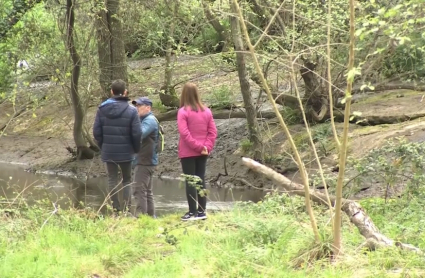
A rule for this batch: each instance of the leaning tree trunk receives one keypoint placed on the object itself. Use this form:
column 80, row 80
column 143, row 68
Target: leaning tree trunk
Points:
column 111, row 48
column 315, row 98
column 167, row 94
column 83, row 152
column 222, row 32
column 251, row 115
column 19, row 8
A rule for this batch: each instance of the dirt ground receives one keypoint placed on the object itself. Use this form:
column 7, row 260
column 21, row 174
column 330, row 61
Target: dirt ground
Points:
column 38, row 138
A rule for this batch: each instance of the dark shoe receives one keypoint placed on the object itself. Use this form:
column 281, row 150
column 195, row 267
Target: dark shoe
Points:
column 188, row 216
column 201, row 216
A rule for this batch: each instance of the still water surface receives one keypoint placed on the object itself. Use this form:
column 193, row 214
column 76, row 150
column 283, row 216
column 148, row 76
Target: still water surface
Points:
column 169, row 194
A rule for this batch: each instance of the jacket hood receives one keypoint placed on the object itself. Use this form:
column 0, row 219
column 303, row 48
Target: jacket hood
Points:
column 144, row 116
column 113, row 108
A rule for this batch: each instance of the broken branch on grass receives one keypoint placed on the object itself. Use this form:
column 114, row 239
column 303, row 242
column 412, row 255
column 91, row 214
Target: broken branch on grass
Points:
column 354, row 211
column 51, row 214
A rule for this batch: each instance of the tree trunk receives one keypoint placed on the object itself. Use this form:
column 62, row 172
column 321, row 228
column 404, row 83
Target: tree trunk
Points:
column 251, row 115
column 111, row 48
column 20, row 7
column 222, row 32
column 315, row 100
column 168, row 95
column 354, row 211
column 82, row 150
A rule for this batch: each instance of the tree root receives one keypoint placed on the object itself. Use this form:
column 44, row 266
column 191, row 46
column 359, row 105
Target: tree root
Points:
column 354, row 211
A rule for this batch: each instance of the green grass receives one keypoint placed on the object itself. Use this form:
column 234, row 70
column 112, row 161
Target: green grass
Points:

> _WORK ITEM_:
The expected answer is each line of the records above that includes the string "object".

> _EXPECTED ANSWER_:
A rule for this batch: each instance of the leaning tree trunk receives one keypoint placed on the object itself. Use this form:
A rule for this batch: each instance of the dirt ground receives one keypoint placed on the object itself. Use this form:
A rule for this batch: each instance of the dark shoe receives one keypoint placed on the object itself. Use this form:
A rule for this batch: each instance of the still water surface receives one keypoint placed on the object itself. Use this form:
A rule for this batch: each instance of the jacket hood receives one keypoint placed on the object itself. Use this form:
A rule for this batch: each instance of the broken branch on grass receives one keypoint placed on the object itself. Use this form:
A rule for this batch: each instance of the tree trunk receives one keypoint placed on the object itself. Use this form:
A rule for this batch: each instance of the tree root receives one keypoint placed on the object itself. Use this form:
A rule for this batch: each instance of the green grass receives one keypoint placed on the object itself. Use this form:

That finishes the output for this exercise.